We will be using the mammogram dataset from the UCI Machine Learning Repository. The dataset contains 961 instances and 6 attributes, including the target variable. The goal is to predict the presence of a mass in the mammogram, a binary classification task.

There are several classifiers we can use. However, we will be comparing the results of three classifiers: Deep Neural Network (DNN), Random Forest, and XGBoost. We will also be using Stratified K-Fold cross-validation to ensure a fair comparison of the classifiers.

The reason for choosing these classifiers is that they are widely used and have distinct characteristics. The DNN is a deep learning model that can capture complex, non-linear relationships. Random Forest is an ensemble of decision trees, known for its stability against outliers, avoiding overfitting, ability to generalize well, and ability to handle categorical features. XGBoost is a gradient boosting algorithm that excels in performance and speed, particularly with large datasets. When the dataset has a large number of categories, then XGBoost is a good choice. However, if it performs poorly on a smaller dataset, there is no need to choose XGBoost over Random Forest. Higher speed should not come at the cost of accuracy.

To begin our analysis, we make sure we ingest the data correctly. Since the dataset is in a zip file containing data and a summary, which is normal for most ML datasets, we have to extract and locate the actual data in the zip. You can skip the next section if you are interested in the classifiers only. For MLEs and data scientists, it is of interest to see the data ingestion pipeline.

Handling ZIP Files and Data Extraction

import pandas as pd
from io import BytesIO
from zipfile import ZipFile
import requests

# Load and extract data from ZIP file
url = 'https://archive.ics.uci.edu/static/public/161/mammographic+mass.zip'
response = requests.get(url)
with ZipFile(BytesIO(response.content), 'r') as zip_file:
    with zip_file.open('mammographic_masses.data') as file:
        masses_data = pd.read_csv(file)

In the above code, we are using the requests library to download the zip file from the UCI Machine Learning Repository. We then use the ZipFile class from the zipfile module to extract the data from the zip file. The data is then read into a pandas DataFrame using the read_csv method. The data is now ready for further processing and analysis.

Classifiers at a Glance

We will be testing three distinctive classifiers:

1. Deep Neural Network (DNN)

We will create a DNN model using the Keras API from TensorFlow. The model will have an input layer with 6 neurons and a ReLU activation function, and an output layer with 1 neuron and a sigmoid activation function. The model will be compiled with the Adam optimizer, binary crossentropy loss function, and accuracy as the evaluation metric.
--------
Exercises:
A. From the classifier comparison text, list every quality it attributes to Random Forest.
B. According to the classifier comparison text, how many instances does the dataset contain?

Stored dataset items
--------
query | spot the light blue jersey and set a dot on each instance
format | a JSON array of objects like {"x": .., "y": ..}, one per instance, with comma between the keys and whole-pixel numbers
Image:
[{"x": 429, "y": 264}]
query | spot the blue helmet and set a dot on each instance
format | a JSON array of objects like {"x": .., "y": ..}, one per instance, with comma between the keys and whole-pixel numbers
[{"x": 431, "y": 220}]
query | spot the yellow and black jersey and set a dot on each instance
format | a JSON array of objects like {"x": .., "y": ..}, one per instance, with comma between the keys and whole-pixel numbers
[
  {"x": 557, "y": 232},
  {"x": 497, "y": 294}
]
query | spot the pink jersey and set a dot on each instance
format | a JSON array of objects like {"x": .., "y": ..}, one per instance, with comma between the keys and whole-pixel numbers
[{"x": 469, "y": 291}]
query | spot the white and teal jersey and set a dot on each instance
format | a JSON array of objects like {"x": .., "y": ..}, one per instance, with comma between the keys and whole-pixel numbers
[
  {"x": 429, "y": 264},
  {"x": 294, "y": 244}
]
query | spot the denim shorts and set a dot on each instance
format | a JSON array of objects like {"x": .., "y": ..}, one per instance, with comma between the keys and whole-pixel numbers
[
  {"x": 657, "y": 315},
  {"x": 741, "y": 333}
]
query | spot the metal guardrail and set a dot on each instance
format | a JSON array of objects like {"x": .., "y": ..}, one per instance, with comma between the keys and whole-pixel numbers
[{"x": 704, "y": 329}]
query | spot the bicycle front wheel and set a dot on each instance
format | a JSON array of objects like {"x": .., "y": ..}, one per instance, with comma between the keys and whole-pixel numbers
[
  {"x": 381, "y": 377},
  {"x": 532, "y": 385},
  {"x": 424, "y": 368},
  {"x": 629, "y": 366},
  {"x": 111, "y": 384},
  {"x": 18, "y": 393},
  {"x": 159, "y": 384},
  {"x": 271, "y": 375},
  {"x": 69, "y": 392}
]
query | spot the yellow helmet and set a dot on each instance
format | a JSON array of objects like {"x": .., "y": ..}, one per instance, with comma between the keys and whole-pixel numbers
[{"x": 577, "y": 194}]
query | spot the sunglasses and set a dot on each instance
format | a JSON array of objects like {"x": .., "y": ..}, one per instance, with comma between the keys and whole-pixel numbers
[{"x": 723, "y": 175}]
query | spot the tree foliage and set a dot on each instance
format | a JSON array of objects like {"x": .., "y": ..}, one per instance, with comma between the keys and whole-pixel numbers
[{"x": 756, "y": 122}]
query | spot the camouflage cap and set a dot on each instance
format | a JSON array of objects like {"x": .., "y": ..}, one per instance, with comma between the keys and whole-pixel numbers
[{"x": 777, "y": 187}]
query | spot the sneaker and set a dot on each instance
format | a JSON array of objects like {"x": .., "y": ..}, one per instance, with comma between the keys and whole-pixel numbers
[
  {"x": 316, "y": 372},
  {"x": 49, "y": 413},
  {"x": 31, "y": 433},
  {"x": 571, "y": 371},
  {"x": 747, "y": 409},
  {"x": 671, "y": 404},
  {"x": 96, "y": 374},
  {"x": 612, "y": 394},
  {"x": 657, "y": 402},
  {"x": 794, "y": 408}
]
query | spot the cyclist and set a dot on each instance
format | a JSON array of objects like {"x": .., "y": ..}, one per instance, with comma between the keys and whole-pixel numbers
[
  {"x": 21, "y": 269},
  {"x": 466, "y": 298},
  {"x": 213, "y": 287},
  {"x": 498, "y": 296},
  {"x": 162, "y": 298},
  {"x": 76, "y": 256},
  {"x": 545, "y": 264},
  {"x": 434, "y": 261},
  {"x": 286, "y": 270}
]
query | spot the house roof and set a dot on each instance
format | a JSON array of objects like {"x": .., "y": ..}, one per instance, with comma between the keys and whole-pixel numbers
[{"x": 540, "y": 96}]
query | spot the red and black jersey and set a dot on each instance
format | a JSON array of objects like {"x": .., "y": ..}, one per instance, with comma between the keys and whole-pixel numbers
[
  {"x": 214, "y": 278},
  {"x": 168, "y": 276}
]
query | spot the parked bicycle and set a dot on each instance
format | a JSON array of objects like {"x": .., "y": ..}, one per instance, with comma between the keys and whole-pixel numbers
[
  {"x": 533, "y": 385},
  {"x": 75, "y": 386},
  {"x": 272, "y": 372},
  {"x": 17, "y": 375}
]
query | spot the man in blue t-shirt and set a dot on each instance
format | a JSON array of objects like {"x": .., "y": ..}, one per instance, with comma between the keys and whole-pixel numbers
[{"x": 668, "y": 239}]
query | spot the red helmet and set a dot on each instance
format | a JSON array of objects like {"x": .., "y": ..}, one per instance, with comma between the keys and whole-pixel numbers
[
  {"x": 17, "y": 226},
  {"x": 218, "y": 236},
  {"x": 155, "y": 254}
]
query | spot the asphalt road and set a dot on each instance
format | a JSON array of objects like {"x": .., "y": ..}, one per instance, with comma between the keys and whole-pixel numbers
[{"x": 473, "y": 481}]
--------
Answers provided:
A.
- Stability against outliers
- Avoiding overfitting
- Ability to generalize well
- Ability to handle categorical features

B. 961 instances.